Task directions
Copying exactly, give the lines in the material below from the one with "In this exercise you will put a dot on the beaded" to the one with "the man sitting", ends included, and nothing besides.

[Provided entries]

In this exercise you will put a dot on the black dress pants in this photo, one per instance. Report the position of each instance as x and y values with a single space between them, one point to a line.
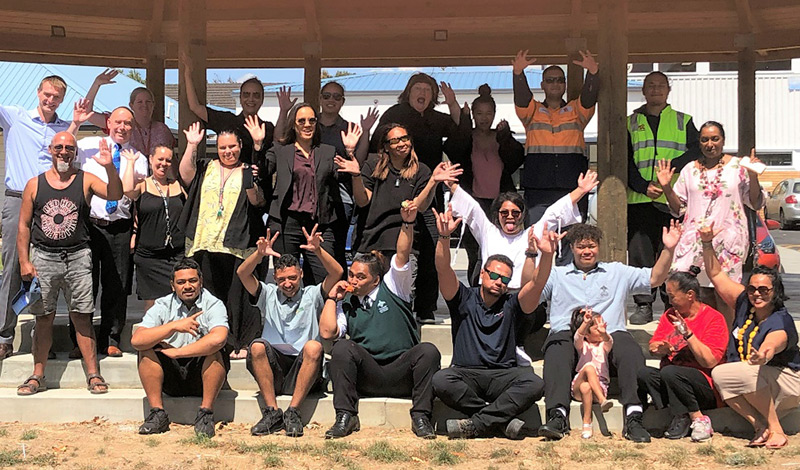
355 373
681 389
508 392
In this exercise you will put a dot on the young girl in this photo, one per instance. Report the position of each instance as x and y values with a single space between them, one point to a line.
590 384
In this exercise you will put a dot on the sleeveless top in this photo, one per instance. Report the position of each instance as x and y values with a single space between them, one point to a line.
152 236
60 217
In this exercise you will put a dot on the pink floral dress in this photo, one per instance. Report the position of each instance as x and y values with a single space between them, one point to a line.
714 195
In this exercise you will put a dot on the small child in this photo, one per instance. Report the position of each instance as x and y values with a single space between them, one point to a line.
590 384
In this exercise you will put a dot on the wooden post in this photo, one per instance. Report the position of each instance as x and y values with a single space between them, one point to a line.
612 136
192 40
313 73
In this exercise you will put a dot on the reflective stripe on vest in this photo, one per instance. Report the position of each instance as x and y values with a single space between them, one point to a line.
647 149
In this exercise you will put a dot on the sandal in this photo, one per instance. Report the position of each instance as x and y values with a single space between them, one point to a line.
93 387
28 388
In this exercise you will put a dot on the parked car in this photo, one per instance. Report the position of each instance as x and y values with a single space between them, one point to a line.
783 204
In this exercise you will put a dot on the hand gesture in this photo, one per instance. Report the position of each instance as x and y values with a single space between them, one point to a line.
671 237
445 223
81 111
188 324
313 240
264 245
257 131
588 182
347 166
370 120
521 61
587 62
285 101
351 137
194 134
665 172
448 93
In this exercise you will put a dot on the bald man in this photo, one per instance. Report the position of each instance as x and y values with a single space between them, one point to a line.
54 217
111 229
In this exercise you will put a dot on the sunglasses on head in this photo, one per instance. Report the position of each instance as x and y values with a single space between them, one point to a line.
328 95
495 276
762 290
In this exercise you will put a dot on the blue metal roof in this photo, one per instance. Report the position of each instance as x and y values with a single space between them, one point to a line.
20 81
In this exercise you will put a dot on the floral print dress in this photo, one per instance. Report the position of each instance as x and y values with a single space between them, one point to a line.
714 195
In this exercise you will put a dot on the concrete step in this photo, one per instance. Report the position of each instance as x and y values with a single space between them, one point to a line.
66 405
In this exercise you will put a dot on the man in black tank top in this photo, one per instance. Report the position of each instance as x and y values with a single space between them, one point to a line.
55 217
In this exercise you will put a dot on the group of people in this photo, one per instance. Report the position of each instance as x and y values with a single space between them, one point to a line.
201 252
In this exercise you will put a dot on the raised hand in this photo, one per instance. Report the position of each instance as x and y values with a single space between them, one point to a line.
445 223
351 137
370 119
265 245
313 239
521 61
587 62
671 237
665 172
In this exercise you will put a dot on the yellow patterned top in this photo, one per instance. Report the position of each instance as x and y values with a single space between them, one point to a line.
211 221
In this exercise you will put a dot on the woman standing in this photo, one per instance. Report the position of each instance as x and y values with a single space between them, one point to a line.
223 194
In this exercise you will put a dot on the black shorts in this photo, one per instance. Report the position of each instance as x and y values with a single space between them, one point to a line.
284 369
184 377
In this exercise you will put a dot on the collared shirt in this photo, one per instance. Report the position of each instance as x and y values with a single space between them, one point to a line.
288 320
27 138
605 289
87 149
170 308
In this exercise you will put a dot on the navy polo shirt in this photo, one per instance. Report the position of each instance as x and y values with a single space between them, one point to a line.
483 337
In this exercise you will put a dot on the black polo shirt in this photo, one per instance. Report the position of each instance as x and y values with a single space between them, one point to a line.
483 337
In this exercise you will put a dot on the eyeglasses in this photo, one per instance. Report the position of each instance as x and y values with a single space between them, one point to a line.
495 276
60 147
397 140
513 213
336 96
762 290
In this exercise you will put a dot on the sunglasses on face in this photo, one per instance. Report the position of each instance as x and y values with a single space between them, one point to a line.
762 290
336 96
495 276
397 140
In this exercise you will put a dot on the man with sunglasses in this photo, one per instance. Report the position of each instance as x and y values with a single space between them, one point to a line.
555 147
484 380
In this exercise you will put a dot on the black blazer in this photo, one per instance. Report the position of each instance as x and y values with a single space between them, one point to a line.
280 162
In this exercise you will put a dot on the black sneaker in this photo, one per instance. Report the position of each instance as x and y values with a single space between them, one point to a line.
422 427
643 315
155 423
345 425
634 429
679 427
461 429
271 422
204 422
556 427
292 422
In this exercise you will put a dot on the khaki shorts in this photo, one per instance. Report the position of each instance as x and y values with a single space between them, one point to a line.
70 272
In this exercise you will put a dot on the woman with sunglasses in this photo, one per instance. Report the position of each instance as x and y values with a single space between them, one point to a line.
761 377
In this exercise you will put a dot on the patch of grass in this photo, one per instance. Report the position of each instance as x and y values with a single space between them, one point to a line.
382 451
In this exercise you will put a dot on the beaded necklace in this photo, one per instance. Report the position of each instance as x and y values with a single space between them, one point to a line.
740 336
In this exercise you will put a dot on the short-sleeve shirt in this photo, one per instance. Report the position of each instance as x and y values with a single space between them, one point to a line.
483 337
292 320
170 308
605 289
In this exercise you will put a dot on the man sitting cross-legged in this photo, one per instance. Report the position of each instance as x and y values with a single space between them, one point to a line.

[/Provided entries]
[Provided entries]

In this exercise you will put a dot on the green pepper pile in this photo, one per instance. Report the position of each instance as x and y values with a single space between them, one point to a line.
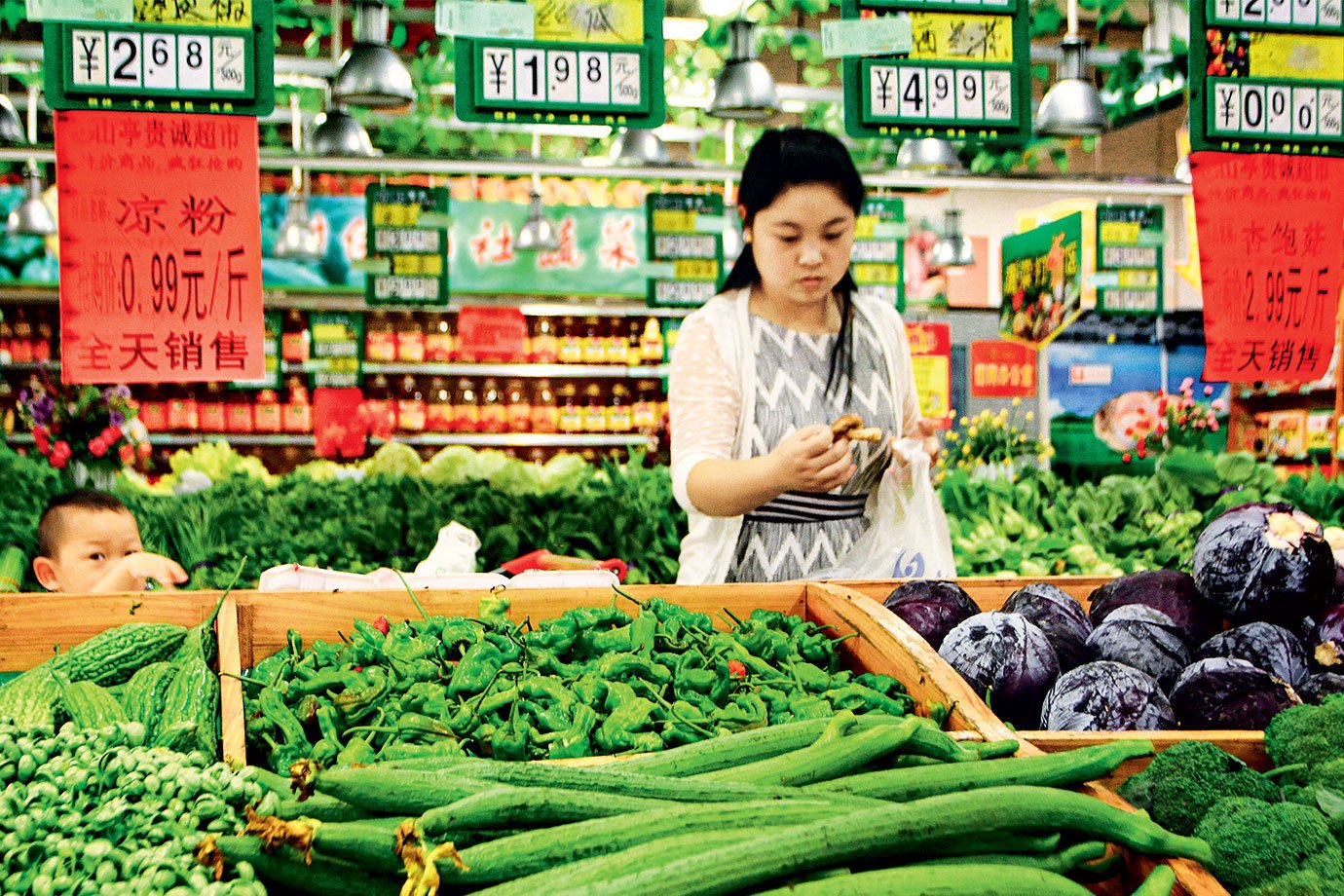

[/Provided entries]
[Provided entries]

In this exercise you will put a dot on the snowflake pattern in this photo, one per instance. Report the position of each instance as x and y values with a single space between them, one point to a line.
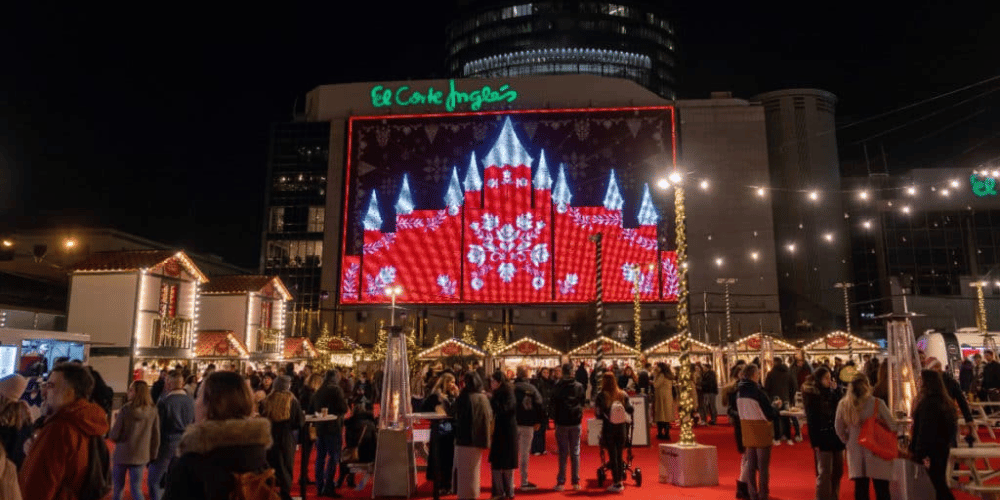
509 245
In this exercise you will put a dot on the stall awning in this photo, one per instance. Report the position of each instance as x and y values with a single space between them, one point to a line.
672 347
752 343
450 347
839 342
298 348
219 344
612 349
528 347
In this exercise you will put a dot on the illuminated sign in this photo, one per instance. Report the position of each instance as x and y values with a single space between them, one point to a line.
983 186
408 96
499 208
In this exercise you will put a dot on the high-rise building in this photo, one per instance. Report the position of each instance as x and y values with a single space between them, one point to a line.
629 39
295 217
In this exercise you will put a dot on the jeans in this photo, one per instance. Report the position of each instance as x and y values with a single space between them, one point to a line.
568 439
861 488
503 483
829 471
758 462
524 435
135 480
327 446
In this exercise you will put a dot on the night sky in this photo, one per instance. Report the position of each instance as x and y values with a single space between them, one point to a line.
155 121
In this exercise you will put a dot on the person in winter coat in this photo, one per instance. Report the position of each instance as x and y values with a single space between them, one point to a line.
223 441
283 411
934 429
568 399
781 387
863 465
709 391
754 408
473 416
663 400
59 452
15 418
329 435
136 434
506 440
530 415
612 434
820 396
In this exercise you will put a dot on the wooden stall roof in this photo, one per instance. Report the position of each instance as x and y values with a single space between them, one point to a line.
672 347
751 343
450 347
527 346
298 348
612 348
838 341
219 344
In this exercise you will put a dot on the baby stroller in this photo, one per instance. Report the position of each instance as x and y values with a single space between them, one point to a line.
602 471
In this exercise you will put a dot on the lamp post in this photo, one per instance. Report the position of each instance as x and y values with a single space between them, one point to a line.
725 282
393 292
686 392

[/Provided entries]

Output
In this exercise you will put a dot on the beaded necklace in this photo, one per instance. Report the position of each instance as x and y values with a single space between them, one point to a line.
740 336
In this exercise you will put a dot on the short-sleeve shirt in this photo, one per instance. Report the position of each instance as x and y values with a single space between them, one point to a line.
483 337
292 320
170 308
605 289
In this exercise you will put a dot on the man sitting cross-legged in this photo, one per instance. Report the position of each instance as x and y values with a single space between them, one point to a line.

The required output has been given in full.